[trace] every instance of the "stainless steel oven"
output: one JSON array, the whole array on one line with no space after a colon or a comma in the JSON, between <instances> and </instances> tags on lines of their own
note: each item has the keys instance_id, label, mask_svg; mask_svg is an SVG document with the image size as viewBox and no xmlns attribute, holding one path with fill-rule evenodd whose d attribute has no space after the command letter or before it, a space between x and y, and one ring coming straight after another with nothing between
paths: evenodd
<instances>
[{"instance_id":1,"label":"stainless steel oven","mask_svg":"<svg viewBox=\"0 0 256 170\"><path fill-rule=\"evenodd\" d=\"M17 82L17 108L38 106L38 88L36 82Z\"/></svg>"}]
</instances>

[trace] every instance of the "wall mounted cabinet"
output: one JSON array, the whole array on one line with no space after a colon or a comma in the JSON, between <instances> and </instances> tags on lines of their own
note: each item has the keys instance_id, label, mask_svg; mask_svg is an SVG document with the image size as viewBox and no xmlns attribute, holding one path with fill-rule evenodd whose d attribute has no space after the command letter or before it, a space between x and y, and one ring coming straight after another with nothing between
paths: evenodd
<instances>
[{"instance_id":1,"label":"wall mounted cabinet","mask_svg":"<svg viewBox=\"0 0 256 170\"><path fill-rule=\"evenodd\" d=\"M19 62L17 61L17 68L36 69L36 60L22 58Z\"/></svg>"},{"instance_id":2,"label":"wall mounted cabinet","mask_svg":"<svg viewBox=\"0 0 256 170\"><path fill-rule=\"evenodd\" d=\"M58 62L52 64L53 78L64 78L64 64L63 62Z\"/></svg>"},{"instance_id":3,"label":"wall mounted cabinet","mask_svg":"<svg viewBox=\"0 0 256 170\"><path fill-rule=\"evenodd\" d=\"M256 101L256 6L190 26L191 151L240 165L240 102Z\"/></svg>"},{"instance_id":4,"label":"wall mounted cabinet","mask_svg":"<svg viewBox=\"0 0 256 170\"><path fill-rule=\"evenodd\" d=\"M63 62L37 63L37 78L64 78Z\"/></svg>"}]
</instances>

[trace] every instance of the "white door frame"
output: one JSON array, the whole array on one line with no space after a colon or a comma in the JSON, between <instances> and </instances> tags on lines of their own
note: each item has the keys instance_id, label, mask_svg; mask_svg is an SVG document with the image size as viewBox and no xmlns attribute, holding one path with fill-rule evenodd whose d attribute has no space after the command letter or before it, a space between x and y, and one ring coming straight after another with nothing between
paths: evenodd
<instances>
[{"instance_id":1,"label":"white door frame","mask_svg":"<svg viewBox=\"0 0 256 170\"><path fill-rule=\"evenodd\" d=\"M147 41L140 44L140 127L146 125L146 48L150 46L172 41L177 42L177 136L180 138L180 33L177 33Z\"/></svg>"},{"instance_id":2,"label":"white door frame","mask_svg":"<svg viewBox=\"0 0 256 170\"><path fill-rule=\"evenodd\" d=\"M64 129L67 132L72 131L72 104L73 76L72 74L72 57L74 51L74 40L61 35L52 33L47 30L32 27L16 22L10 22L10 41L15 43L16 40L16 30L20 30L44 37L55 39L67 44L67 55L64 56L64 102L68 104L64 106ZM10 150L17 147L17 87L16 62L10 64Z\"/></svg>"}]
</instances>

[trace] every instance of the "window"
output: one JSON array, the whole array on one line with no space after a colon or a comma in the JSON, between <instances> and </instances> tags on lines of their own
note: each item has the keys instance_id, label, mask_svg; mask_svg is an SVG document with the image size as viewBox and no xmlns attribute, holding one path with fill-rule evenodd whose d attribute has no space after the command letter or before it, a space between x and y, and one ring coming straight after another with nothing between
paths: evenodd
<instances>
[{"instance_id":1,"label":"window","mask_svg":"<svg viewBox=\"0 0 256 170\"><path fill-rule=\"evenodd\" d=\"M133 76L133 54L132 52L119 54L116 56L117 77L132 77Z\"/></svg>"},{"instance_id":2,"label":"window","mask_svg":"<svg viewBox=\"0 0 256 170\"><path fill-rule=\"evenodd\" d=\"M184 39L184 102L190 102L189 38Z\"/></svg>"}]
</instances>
++++++
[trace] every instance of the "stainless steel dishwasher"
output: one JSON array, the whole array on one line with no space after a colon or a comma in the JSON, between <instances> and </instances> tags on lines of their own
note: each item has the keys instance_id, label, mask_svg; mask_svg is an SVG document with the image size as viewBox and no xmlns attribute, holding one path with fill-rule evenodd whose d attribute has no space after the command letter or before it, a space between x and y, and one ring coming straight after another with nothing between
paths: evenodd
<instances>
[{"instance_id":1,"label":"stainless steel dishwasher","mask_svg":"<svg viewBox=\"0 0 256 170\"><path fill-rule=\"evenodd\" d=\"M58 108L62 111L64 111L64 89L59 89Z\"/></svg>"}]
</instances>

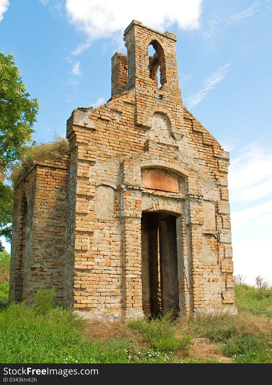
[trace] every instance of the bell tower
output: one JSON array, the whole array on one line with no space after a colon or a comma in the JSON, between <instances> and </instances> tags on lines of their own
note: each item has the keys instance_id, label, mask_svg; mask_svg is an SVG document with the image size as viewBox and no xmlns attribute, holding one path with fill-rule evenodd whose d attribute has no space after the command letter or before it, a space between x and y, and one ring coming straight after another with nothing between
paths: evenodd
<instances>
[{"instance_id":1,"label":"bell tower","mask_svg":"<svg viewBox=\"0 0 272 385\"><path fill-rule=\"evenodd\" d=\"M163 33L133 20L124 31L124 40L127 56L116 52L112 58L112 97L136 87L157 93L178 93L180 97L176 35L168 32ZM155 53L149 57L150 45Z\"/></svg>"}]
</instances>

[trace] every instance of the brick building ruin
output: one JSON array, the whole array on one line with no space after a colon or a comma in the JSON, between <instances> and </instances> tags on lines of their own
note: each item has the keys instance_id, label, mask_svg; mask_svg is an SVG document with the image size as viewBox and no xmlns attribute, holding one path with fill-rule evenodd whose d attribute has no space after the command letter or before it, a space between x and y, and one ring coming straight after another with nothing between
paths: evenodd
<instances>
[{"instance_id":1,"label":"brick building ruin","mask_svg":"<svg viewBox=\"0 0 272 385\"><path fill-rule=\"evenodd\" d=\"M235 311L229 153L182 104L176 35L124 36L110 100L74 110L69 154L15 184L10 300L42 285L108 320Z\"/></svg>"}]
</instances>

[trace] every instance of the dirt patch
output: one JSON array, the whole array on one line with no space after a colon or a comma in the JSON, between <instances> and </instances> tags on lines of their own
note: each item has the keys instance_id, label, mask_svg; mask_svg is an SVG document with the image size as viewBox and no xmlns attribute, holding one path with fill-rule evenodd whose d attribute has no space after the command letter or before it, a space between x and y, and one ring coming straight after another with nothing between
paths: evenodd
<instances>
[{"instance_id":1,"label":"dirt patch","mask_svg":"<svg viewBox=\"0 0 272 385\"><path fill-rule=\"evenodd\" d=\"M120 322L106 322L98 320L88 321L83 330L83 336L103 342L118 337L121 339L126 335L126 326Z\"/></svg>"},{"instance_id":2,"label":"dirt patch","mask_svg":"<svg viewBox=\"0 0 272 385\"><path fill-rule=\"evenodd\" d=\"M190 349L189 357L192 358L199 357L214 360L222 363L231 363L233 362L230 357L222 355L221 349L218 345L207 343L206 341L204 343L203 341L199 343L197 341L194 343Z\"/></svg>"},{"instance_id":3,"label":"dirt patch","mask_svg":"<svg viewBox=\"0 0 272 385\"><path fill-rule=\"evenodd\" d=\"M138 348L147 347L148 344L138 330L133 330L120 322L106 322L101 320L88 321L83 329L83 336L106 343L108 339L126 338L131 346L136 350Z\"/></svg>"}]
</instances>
++++++
■ To be done:
Report each line of the material above that contains the string "oven", treating uppercase and lowercase letters as distinct.

■ Result of the task:
[trace] every instance of the "stainless steel oven"
[{"instance_id":1,"label":"stainless steel oven","mask_svg":"<svg viewBox=\"0 0 256 170\"><path fill-rule=\"evenodd\" d=\"M17 82L17 108L38 106L38 88L36 82Z\"/></svg>"}]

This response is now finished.